According to the FCO's leniency programme, companies involved in an illegal agreement can be entirely or partly exempted from a fine if they make a decisive contribution to uncovering or proving a cartel and cease their anti-competitive behaviour. The first mover will escape any fine, provided that the requirements under the leniency programme – including full and continuous cooperation with the FCO – are met. Subsequent applicants will benefit from a reduction in the fine that would otherwise have been imposed, of up to 50%. The FCO will determine the amount of the reduction based on the value of the contributions to uncovering the illegal agreement and the sequence of the applications.
5.3 What steps does a leniency application involve? What timeframe do these typically follow?
In practice, a leniency application will often start with the placement of a marker because the applicant company, having internally detected indications of involvement in a cartel, may not immediately be in a position to submit the full set of information and documentation required under the leniency programme, but may wish to secure the status of first mover or second/third etc applicant. Under the marker system, applicants can place a marker with the FCO by declaring their willingness to cooperate. The timing of the placement of the marker is decisive for the status of the application and the marker must contain basic information on the cartel. After placement of the marker, the FCO will give the applicant a timeframe of up to eight weeks to submit a complete leniency application.
5.4 What are the rights and obligations of the applicant during the leniency application and over the course of its cooperation with the enforcement authorities?
A leniency applicant must submit a leniency application that meets the requirements under the leniency programme for immunity or a reduction in fine. Further, leniency applicants must cooperate with the FCO fully and on a continuous basis. In this context, a leniency applicant must end its involvement in the cartel immediately on request by the FCO. Moreover, the applicant is obliged to keep its cooperation with the FCO confidential until the FCO relieves it of this obligation, normally after the search has been concluded.

======

• **INSTRUCTIONS**:
a) Write out the entire passage on the FCO's leniency programme word for word.
b) Go through the entries below and copy each line that contains the word "with".

======

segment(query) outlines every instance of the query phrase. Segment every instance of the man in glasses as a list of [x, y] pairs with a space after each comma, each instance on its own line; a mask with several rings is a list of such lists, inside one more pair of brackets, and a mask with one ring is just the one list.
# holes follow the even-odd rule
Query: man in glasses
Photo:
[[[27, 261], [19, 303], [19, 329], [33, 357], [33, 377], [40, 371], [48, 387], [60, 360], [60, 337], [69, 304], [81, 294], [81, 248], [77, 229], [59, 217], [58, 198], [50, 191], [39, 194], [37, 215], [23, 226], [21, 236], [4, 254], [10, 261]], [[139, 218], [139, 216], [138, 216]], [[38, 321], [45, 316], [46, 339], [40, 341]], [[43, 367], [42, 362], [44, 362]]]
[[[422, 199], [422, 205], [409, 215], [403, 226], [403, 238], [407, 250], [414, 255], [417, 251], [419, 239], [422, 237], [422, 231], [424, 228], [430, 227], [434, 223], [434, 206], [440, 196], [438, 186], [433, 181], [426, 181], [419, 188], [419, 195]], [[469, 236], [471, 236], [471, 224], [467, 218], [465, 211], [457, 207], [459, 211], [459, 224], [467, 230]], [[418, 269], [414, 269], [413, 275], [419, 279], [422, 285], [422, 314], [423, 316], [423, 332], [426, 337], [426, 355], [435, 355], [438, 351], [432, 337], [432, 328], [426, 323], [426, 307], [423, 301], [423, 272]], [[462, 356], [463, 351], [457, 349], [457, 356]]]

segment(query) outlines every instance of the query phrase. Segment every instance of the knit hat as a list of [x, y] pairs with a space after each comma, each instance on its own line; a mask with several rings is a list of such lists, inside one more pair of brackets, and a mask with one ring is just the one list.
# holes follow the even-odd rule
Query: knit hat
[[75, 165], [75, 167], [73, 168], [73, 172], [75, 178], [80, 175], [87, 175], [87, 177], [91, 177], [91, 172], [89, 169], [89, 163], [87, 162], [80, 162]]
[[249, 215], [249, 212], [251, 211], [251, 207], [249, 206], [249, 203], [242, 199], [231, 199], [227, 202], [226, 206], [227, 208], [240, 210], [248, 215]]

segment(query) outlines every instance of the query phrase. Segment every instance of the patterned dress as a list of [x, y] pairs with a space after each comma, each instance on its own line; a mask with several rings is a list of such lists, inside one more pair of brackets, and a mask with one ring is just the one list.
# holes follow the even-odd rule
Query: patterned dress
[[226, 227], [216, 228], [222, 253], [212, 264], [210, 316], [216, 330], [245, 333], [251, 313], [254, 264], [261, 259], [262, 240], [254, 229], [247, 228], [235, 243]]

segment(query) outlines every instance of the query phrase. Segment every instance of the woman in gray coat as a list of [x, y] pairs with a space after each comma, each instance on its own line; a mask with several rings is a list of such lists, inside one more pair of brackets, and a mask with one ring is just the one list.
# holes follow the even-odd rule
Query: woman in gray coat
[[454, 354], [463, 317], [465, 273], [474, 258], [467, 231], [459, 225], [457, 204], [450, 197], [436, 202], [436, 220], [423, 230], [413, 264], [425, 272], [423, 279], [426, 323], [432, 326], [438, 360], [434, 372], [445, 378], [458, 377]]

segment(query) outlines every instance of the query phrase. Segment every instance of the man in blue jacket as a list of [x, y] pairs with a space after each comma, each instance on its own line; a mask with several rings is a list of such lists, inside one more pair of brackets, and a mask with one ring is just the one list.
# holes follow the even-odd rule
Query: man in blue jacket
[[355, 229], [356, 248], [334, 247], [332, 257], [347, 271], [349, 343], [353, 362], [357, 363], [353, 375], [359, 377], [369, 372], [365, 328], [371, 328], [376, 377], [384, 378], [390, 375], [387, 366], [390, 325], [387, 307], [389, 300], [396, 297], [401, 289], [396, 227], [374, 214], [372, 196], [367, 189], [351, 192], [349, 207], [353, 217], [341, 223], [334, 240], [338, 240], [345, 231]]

======

• **RESULTS OF THE TASKS**:
a)
According to the FCO's leniency programme, companies involved in an illegal agreement can be entirely or partly exempted from a fine if they make a decisive contribution to uncovering or proving a cartel and cease their anti-competitive behaviour. The first mover will escape any fine, provided that the requirements under the leniency programme – including full and continuous cooperation with the FCO – are met. Subsequent applicants will benefit from a reduction in the fine that would otherwise have been imposed, of up to 50%. The FCO will determine the amount of the reduction based on the value of the contributions to uncovering the illegal agreement and the sequence of the applications.
5.3 What steps does a leniency application involve? What timeframe do these typically follow?
In practice, a leniency application will often start with the placement of a marker because the applicant company, having internally detected indications of involvement in a cartel, may not immediately be in a position to submit the full set of information and documentation required under the leniency programme, but may wish to secure the status of first mover or second/third etc applicant. Under the marker system, applicants can place a marker with the FCO by declaring their willingness to cooperate. The timing of the placement of the marker is decisive for the status of the application and the marker must contain basic information on the cartel. After placement of the marker, the FCO will give the applicant a timeframe of up to eight weeks to submit a complete leniency application.
5.4 What are the rights and obligations of the applicant during the leniency application and over the course of its cooperation with the enforcement authorities?
A leniency applicant must submit a leniency application that meets the requirements under the leniency programme for immunity or a reduction in fine. Further, leniency applicants must cooperate with the FCO fully and on a continuous basis. In this context, a leniency applicant must end its involvement in the cartel immediately on request by the FCO. Moreover, the applicant is obliged to keep its cooperation with the FCO confidential until the FCO relieves it of this obligation, normally after the search has been concluded.

b)
segment(query) outlines every instance of the query phrase. Segment every instance of the man in glasses as a list of [x, y] pairs with a space after each comma, each instance on its own line; a mask with several rings is a list of such lists, inside one more pair of brackets, and a mask with one ring is just the one list.
segment(query) outlines every instance of the query phrase. Segment every instance of the knit hat as a list of [x, y] pairs with a space after each comma, each instance on its own line; a mask with several rings is a list of such lists, inside one more pair of brackets, and a mask with one ring is just the one list.
segment(query) outlines every instance of the query phrase. Segment every instance of the patterned dress as a list of [x, y] pairs with a space after each comma, each instance on its own line; a mask with several rings is a list of such lists, inside one more pair of brackets, and a mask with one ring is just the one list.
segment(query) outlines every instance of the query phrase. Segment every instance of the woman in gray coat as a list of [x, y] pairs with a space after each comma, each instance on its own line; a mask with several rings is a list of such lists, inside one more pair of brackets, and a mask with one ring is just the one list.
segment(query) outlines every instance of the query phrase. Segment every instance of the man in blue jacket as a list of [x, y] pairs with a space after each comma, each instance on its own line; a mask with several rings is a list of such lists, inside one more pair of brackets, and a mask with one ring is just the one list.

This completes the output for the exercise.